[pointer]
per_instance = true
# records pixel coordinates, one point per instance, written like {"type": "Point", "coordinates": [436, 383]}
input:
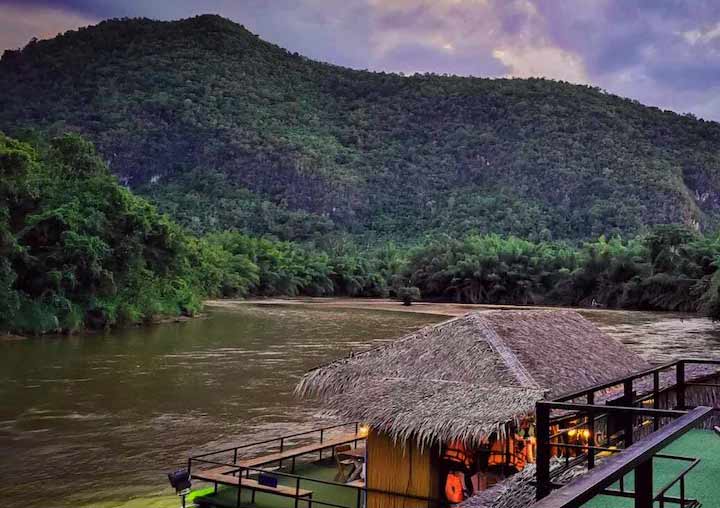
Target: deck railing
{"type": "Point", "coordinates": [209, 459]}
{"type": "Point", "coordinates": [278, 441]}
{"type": "Point", "coordinates": [624, 412]}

--

* _Task instructions_: The required answer is the material repeated exactly, with no images in it.

* _Your solution_:
[pointer]
per_instance = true
# records pixel coordinates, one point per instance, written like {"type": "Point", "coordinates": [436, 383]}
input:
Target: deck railing
{"type": "Point", "coordinates": [209, 459]}
{"type": "Point", "coordinates": [278, 441]}
{"type": "Point", "coordinates": [624, 412]}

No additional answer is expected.